YOUR OBJECTIVE: Render the rows below as a numbered list, dropping any blank lines.

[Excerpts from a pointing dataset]

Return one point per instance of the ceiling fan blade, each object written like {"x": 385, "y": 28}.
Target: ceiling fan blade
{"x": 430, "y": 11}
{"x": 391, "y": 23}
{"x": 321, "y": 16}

ANSWER IN FULL:
1. Return one point per instance of the ceiling fan blade, each object written like {"x": 385, "y": 28}.
2. Target: ceiling fan blade
3. {"x": 430, "y": 11}
4. {"x": 391, "y": 23}
5. {"x": 321, "y": 16}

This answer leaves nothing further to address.